## GOALS
1) Duplicate word for word the part of the three prisoners puzzle that opens with the words containing "Three prisoners, Alice, Bob" and closes with "useful for Alice?".
2) Set down, unchanged, the part of the rows that opens with the line containing "mark: tall basket" and runs through the last line of the rows.

* Start DOCUMENT SEGMENT *

# The Three Prisoners Problem

Three prisoners, Alice, Bob and Charlie are senteced to death, but one of them (uniformly chosen at random) is selected to be pardoned, so that just the two out of the three prisoners will be executed. The warden knows which one will be pardoned, but he is not allowed to tell the prisoners. Alice begs the warden to let her know the identity of one of the others who will be executed saying: 

> _"If Bob is pardoned, say Charlie's name, and if Charlie is pardoned say Bob's. If I'm pardoned, chose randomly to name Bob or Charlie."_

Now, given the warden's answer, we are interested in answering two questions:
1. What is the probability of correctly guessing the pardoned prisoner?
2. Is the warden’s answer useful for Alice?

### Channel matrix 

Let's model this problem using a channel $W$ that takes an input $x$ (the prisoner to be pardoned) and produces an output $y$ (the warden's answer). You can think of $W$ as being the warden in our problem. The possible values for $x$ and $y$ are $A, B, C$ (short for Alice, Bob and Charlie). Notice that the warden will never say Alice's name, but still for the more general case we include it. $W$ is defined as

$$ 
W = \left( \begin{array} {ccc}
    p(y=A | x=A) & p(y=B | x=A) & p(y=C | x=A) \\
    p(y=A | x=B) & p(y=B | x=B) & p(y=C | x=B) \\
    p(y=A | x=C) & p(y=B | x=C) & p(y=C | x=C) \\
\end{array} \right) 
$$

or in our case

$$ 
W = \left( \begin{array} {cc}
    0 & \frac{1}{2} & \frac{1}{2} \\
    0 & 0 & 1 \\
    0 & 1 & 0 \\
\end{array} \right)

* End DOCUMENT SEGMENT *
* Start RECORDS FOR THIS TASK *

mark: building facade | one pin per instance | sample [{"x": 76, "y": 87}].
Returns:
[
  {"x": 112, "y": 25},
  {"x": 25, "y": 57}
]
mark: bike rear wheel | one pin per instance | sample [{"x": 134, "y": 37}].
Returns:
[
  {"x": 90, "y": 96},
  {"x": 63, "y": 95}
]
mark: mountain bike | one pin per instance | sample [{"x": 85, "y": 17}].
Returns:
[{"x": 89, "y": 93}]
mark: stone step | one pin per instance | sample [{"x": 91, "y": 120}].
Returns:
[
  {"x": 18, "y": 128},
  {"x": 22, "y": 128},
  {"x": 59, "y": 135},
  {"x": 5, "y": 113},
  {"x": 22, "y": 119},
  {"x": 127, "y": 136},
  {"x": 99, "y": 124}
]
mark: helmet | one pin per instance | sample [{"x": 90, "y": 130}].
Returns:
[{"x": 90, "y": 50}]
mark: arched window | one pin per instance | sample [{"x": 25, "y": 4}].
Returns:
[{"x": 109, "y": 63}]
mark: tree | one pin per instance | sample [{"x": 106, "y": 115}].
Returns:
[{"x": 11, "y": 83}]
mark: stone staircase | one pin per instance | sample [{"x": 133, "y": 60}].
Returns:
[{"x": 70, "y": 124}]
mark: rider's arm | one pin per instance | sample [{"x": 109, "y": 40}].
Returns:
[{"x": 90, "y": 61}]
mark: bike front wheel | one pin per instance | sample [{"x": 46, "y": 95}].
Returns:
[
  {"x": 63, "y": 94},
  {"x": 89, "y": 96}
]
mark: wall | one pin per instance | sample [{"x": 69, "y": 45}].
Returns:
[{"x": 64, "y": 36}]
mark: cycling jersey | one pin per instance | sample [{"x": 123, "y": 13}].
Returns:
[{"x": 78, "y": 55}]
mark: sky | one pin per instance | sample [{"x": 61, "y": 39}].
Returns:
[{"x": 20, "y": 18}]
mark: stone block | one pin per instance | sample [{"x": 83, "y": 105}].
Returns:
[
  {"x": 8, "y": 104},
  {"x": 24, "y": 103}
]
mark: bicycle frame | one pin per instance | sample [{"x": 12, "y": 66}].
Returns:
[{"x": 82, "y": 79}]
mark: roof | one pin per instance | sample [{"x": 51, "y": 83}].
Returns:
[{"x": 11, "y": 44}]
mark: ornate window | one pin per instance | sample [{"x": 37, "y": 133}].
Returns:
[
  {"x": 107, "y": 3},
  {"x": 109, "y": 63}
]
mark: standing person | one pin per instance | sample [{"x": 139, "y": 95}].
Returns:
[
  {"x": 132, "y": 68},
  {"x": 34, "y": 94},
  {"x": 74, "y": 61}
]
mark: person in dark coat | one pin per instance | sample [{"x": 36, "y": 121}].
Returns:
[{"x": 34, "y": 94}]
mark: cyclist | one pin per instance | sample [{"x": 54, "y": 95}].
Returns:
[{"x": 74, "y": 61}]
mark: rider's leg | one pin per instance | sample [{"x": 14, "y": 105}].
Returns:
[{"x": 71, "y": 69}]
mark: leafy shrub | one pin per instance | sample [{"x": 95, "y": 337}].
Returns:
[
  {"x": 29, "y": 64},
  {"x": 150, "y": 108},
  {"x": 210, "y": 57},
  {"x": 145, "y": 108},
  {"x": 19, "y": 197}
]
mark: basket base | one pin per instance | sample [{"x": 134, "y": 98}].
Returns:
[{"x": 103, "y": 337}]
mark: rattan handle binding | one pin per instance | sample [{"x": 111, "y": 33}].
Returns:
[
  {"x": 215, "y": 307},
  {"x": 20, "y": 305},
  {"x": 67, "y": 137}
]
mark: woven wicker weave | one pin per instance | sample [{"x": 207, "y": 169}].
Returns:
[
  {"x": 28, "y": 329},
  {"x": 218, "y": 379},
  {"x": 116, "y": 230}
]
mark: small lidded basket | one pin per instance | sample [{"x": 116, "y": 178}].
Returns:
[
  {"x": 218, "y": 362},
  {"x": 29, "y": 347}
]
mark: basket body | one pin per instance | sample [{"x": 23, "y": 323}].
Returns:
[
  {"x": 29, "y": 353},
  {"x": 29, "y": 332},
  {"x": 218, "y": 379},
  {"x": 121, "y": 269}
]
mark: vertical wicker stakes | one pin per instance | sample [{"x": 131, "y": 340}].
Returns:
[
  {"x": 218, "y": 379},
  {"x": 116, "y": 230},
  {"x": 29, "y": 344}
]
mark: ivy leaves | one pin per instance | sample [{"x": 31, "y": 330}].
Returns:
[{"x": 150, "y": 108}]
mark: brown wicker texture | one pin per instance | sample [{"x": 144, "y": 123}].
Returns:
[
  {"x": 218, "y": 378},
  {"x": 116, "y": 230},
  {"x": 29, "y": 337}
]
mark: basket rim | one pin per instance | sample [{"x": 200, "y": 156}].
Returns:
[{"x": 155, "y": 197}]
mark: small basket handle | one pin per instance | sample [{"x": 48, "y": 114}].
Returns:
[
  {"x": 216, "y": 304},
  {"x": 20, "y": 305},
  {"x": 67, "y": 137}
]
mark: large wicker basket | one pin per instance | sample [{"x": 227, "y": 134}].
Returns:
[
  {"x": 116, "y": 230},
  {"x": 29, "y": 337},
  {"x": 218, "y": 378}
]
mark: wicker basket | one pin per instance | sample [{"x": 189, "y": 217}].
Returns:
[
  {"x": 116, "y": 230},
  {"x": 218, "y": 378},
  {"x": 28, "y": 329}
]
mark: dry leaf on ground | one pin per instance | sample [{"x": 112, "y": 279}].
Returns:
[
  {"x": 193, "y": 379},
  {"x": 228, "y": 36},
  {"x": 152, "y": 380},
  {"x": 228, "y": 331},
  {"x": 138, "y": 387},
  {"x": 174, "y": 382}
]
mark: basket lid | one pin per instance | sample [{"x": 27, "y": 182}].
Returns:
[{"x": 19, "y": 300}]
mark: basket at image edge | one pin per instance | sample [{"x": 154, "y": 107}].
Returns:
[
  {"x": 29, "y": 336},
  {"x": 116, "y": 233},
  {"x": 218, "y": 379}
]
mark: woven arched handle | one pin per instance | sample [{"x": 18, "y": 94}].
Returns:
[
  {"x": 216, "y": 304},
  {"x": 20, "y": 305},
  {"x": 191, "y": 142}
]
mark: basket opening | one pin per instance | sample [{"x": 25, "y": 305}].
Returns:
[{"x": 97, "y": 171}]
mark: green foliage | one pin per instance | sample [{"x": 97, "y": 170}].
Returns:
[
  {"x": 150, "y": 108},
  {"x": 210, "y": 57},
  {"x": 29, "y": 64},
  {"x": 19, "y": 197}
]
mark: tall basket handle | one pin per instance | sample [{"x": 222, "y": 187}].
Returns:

* End RECORDS FOR THIS TASK *

## RESPONSES TO THE EXERCISE
1)
Three prisoners, Alice, Bob and Charlie are senteced to death, but one of them (uniformly chosen at random) is selected to be pardoned, so that just the two out of the three prisoners will be executed. The warden knows which one will be pardoned, but he is not allowed to tell the prisoners. Alice begs the warden to let her know the identity of one of the others who will be executed saying: 

> _"If Bob is pardoned, say Charlie's name, and if Charlie is pardoned say Bob's. If I'm pardoned, chose randomly to name Bob or Charlie."_

Now, given the warden's answer, we are interested in answering two questions:
1. What is the probability of correctly guessing the pardoned prisoner?
2. Is the warden’s answer useful for Alice?

2)
mark: tall basket handle | one pin per instance | sample [{"x": 222, "y": 187}].
Returns:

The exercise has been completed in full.